# Short exercise
Reproduce the listing below as a numbered list, one line per item, without the blank lines and without the pictures.

--------------------------------

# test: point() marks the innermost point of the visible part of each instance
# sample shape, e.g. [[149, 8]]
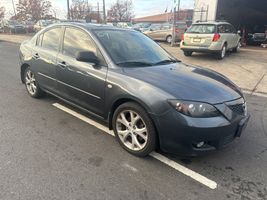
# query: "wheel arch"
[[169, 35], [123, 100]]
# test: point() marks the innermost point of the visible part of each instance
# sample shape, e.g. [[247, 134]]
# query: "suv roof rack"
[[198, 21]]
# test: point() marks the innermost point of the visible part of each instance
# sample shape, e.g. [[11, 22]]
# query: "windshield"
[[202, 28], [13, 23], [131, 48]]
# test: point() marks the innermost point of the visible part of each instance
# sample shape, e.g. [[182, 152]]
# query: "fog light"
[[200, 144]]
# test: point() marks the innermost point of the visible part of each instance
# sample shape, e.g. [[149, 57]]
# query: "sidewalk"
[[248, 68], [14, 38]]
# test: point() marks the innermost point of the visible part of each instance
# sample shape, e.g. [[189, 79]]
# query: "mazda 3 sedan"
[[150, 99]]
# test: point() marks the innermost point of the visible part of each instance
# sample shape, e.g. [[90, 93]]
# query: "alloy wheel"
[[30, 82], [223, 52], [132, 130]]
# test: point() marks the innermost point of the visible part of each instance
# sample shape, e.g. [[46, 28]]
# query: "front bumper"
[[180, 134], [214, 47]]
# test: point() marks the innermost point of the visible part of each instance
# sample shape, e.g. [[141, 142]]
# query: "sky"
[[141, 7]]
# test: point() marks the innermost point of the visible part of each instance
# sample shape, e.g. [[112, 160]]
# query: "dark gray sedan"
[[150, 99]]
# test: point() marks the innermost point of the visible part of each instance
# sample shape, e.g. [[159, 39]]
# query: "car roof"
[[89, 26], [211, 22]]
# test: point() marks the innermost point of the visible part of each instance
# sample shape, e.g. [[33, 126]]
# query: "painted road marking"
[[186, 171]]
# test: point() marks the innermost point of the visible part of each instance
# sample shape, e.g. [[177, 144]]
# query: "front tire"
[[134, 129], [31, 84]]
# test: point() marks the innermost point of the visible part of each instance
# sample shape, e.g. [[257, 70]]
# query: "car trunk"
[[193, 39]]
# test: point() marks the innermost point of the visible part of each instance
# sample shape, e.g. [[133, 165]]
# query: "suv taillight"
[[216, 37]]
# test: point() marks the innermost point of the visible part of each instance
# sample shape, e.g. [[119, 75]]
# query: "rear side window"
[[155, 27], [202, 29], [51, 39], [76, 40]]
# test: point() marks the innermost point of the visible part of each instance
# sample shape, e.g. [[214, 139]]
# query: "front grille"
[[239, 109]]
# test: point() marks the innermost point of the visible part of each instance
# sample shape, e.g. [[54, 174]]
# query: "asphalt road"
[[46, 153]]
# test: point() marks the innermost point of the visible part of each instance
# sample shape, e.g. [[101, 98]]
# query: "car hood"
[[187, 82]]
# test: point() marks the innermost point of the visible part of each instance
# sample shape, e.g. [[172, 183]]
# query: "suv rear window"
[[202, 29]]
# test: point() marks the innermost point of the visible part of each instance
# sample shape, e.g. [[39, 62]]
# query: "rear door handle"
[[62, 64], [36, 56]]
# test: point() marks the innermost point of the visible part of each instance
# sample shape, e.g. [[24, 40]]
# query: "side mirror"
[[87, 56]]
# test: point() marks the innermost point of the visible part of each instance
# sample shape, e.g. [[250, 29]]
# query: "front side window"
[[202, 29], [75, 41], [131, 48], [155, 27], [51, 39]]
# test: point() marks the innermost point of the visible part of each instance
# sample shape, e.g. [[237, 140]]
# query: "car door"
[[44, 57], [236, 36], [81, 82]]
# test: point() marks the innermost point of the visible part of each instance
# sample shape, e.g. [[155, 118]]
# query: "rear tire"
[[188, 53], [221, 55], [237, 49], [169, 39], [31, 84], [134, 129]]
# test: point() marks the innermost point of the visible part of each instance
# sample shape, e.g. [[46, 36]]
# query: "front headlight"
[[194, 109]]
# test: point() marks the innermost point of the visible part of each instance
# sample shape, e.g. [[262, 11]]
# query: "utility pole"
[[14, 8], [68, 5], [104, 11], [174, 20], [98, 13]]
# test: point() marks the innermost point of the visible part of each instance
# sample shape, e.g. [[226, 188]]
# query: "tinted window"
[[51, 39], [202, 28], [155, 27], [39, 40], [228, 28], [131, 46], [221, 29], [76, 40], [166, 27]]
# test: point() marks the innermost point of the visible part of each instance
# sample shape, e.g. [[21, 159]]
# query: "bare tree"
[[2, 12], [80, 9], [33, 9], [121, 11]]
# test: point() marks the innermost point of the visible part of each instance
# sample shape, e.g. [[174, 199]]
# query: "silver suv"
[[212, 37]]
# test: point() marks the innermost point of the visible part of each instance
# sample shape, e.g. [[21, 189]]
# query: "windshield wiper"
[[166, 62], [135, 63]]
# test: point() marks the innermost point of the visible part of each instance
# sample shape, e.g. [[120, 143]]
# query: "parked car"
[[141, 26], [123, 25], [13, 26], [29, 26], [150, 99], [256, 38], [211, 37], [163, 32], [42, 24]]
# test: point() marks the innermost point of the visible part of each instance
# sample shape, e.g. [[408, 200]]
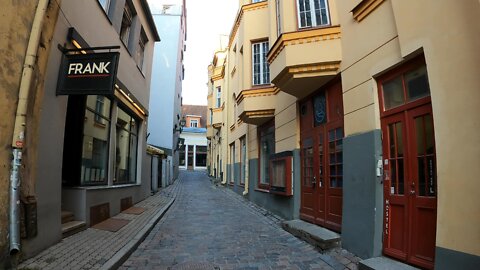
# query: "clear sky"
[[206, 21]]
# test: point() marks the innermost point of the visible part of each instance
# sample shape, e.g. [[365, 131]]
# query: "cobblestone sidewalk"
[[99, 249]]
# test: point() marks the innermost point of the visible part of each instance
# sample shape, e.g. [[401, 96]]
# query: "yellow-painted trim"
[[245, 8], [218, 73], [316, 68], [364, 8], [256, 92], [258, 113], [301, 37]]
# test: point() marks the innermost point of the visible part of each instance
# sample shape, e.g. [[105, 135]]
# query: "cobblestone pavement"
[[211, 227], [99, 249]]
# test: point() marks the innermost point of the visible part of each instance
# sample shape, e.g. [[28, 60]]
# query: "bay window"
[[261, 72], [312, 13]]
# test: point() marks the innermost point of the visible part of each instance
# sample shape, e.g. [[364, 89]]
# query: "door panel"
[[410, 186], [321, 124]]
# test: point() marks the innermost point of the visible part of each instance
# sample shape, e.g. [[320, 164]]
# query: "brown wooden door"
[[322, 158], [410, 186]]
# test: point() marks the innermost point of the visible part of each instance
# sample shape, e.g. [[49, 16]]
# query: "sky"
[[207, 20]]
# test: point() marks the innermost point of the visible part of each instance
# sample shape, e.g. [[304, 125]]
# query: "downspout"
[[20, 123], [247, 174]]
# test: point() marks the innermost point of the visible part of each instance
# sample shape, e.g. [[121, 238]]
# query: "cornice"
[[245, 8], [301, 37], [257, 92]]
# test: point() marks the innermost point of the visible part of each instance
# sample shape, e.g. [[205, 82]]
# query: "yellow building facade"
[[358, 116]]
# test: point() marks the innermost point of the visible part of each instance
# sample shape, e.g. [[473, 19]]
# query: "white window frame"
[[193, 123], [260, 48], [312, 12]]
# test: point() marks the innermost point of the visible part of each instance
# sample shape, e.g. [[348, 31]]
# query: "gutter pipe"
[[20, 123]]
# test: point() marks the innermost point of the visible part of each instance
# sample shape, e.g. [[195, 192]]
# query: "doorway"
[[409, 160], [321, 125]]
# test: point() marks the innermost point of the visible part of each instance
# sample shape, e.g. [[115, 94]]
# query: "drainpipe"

--------------------------------

# Task answer
1. # test: point() marks the innermost point of the visible part of each instance
2. # sample shape, e.g. [[149, 8]]
3. # query: "wheel arch"
4. [[169, 35], [123, 100]]
5. # test: point() marks the innermost point of the visible part of each instance
6. # sample shape, e.g. [[247, 134]]
7. # query: "suv roof rack"
8. [[198, 21]]
9. # test: point() marks the innermost point of the visible part of each instance
10. # sample shape, e.g. [[11, 22]]
11. # query: "windshield"
12. [[202, 28], [13, 23], [131, 48]]
13. # test: point() marks the innermost point of the visible part of each instance
14. # sample shape, e.g. [[182, 152]]
15. # query: "fog light"
16. [[200, 144]]
17. # test: point() marks the innermost point of the visible part of each instance
18. # sample shape, e.g. [[149, 57]]
19. # query: "sidewalk"
20. [[248, 68], [14, 38]]
21. # test: point() marks the innermost point of the visible part of each instance
22. # sample shape, e.g. [[189, 79]]
23. # query: "mazda 3 sedan"
24. [[150, 99]]
25. # test: point() marks the innermost point of the visible part of each instance
26. # sample shape, e.g. [[90, 93]]
27. # query: "alloy wheel"
28. [[30, 82], [223, 52], [132, 130]]
29. # test: point() marks the innermost point of the visible part of each instance
30. # sample shape, e.g. [[46, 28]]
31. # query: "front bumper"
32. [[180, 134], [214, 47]]
33. # test: point() marks the innermost point of the visible part of each instance
34. # sample shape, e.g. [[141, 142]]
35. # query: "sky"
36. [[141, 7]]
37. # test: point() marks the innermost point of the visible part of each instance
38. # sample shape, e.g. [[112, 160]]
39. # query: "dark gray sedan"
40. [[150, 99]]
41. # test: point() marks the innermost point of the visible part of each instance
42. # sample shape, e.g. [[159, 39]]
43. # query: "car roof"
44. [[89, 26], [211, 22]]
45. # test: point() marks the innermost point of the visible part of each instance
46. # sample shape, e.g. [[33, 126]]
47. # query: "painted road marking"
48. [[186, 171]]
49. # test: point() marks the innermost point of the visible part of each instance
50. # sample shape, e.g. [[177, 144]]
51. # query: "front tire"
52. [[134, 129], [31, 84]]
53. # test: point() marks the innermost point of the visible part of each instance
54. # sample shape, e.g. [[257, 70]]
55. # query: "car trunk"
56. [[193, 39]]
57. # test: point() marks the innermost point of the visible part of each instance
58. # sample shape, e.g. [[133, 165]]
59. # query: "suv taillight"
60. [[216, 37]]
61. # test: point() marks the innermost point of the visible part of each instance
62. # sample shape, e.g. [[119, 75]]
63. # query: "rear side window"
64. [[155, 27], [202, 29], [51, 39], [76, 40]]
65. # test: point() marks the innermost point of the visible part of each instance
66. # sample shape, e.g. [[214, 139]]
67. # query: "front grille"
68. [[239, 109]]
69. # test: point() marks the innermost point of the visible part of each instance
70. # sample shape, e.g. [[54, 174]]
71. # query: "asphalt road"
72. [[46, 153]]
73. # test: point() marks the innermost point of the visible part of each instance
74. # sample shape, e.g. [[101, 98]]
75. # query: "car hood"
76. [[187, 82]]
77. # test: point() marks the innermost point of the visible part of each instance
78. # sample shape, e.g. [[172, 183]]
79. # query: "suv rear window"
80. [[202, 29]]
81. # test: point() marks the innermost point of the visible part of each instance
82. # sample shape, e.g. [[39, 62]]
83. # query: "rear door handle"
84. [[62, 64], [36, 56]]
85. # test: point() marks the innermost point of the visible part of each instance
86. # sample shape, e.g. [[24, 40]]
87. # query: "side mirror"
88. [[87, 56]]
89. # test: point() marks the innermost point of the visible part of each instance
90. # sample shape, e.g. [[250, 29]]
91. # query: "front side window"
92. [[202, 29], [75, 41], [131, 48], [155, 27], [51, 39]]
93. # test: point() marks the innermost point of the visible part of each instance
94. # sample shape, e.g. [[237, 140]]
95. # query: "car door"
96. [[44, 57], [236, 36], [81, 82]]
97. # test: point() marks the innermost point of the visible part of each instance
98. # sample shape, e.g. [[155, 118]]
99. # query: "rear tire"
100. [[188, 53], [221, 55], [237, 49], [169, 39], [31, 84], [134, 129]]
101. # test: point() marks the innermost point of the visible part of each instance
102. # sample shape, e.g. [[46, 36]]
103. # query: "front headlight"
104. [[194, 109]]
105. # test: point() marks the innermost point of the visible part of each instance
106. # sample shape, e.g. [[262, 11]]
107. # query: "utility pole"
108. [[14, 8], [68, 5], [104, 11], [174, 20], [98, 13]]
109. # test: point() marks the innermost point of the visible part of each instance
110. # sample shape, e.g. [[226, 188]]
111. # query: "tinted window"
112. [[51, 39], [202, 28], [155, 27], [39, 40], [228, 28], [131, 46], [221, 29], [76, 40], [166, 27]]
113. # test: point() marks the innermost point of the visible part of each instance
114. # sample shape, e.g. [[21, 159]]
115. # query: "bare tree"
116. [[2, 12], [80, 9], [33, 9], [121, 11]]
117. # test: point() marks the innermost point of the visible part of each instance
118. # sample shape, e.g. [[174, 199]]
119. # query: "silver suv"
120. [[212, 37]]
121. # test: point() marks the innermost point of the visible part of each instance
122. # sample shape, e.g. [[21, 189]]
123. # query: "windshield wiper"
124. [[166, 62], [135, 63]]
125. # test: point() marks the innermost point of the visible part of each instance
126. # sample shape, e.g. [[120, 143]]
127. # query: "parked car"
128. [[141, 26], [123, 25], [13, 26], [29, 26], [150, 99], [256, 38], [211, 37], [163, 32], [42, 24]]
129. # test: point() marks the innermost point of the visible part of each instance
130. # sample shape, e.g. [[408, 200]]
131. # query: "clear sky"
132. [[206, 21]]
133. # test: point() marks the innermost point of the visible part of each instance
134. # sample shape, e.g. [[365, 131]]
135. # query: "cobblestone sidewalk"
136. [[99, 249]]
137. # test: point() marks the innermost point of the visible part of each instance
138. # sample shape, e.g. [[401, 96]]
139. # query: "yellow-painted trim"
140. [[245, 8], [218, 73], [316, 68], [364, 8], [256, 92], [258, 113], [301, 37]]
141. # test: point() marks the innermost point of the visible part of each instance
142. # sample shape, e.g. [[105, 135]]
143. # query: "cobblestone pavement"
144. [[211, 227], [99, 249]]
145. # test: point() marks the innermost point of the visible part of each instance
146. # sample shape, e.g. [[28, 60]]
147. # query: "bay window"
148. [[261, 72], [312, 13]]
149. # test: point() marks the innermost point of the visible part of each instance
150. # sample shape, e.g. [[364, 89]]
151. # query: "door panel"
152. [[410, 186], [321, 124]]
153. # test: point() marks the innermost point of the visible part of each instance
154. # sample shape, e.g. [[320, 164]]
155. # query: "brown wooden door"
156. [[322, 158], [410, 186]]
157. # test: point() marks the innermost point of the visible part of each instance
158. # sample shape, e.g. [[49, 16]]
159. # query: "sky"
160. [[207, 20]]
161. # test: point() marks the innermost point of the visible part of each instance
162. # sample shape, e.g. [[304, 125]]
163. # query: "downspout"
164. [[20, 123], [247, 174]]
165. # test: point() marks the innermost point of the visible part of each instance
166. # sample shape, e.g. [[121, 238]]
167. # query: "cornice"
168. [[245, 8], [301, 37], [257, 92]]
169. # test: point() marks the innermost point of the visible part of each instance
170. # sample shape, e.g. [[205, 82]]
171. # query: "yellow building facade"
172. [[358, 116]]
173. # test: point() marks the innermost point of the visible part of each instance
174. # sample shape, e.g. [[473, 19]]
175. # query: "white window frame"
176. [[193, 123], [260, 48], [312, 12]]
177. # test: point() marks the innermost point of the visible part of each instance
178. # sample shape, e.g. [[348, 31]]
179. # query: "gutter pipe"
180. [[20, 123]]
181. # test: point() marks the innermost point of the visible part of each instance
182. # sample shape, e.g. [[195, 192]]
183. # query: "doorway"
184. [[409, 160], [321, 125]]
185. # test: point() marks the innermost point of the visible part of each instance
186. # sample shape, e.g. [[115, 94]]
187. # query: "drainpipe"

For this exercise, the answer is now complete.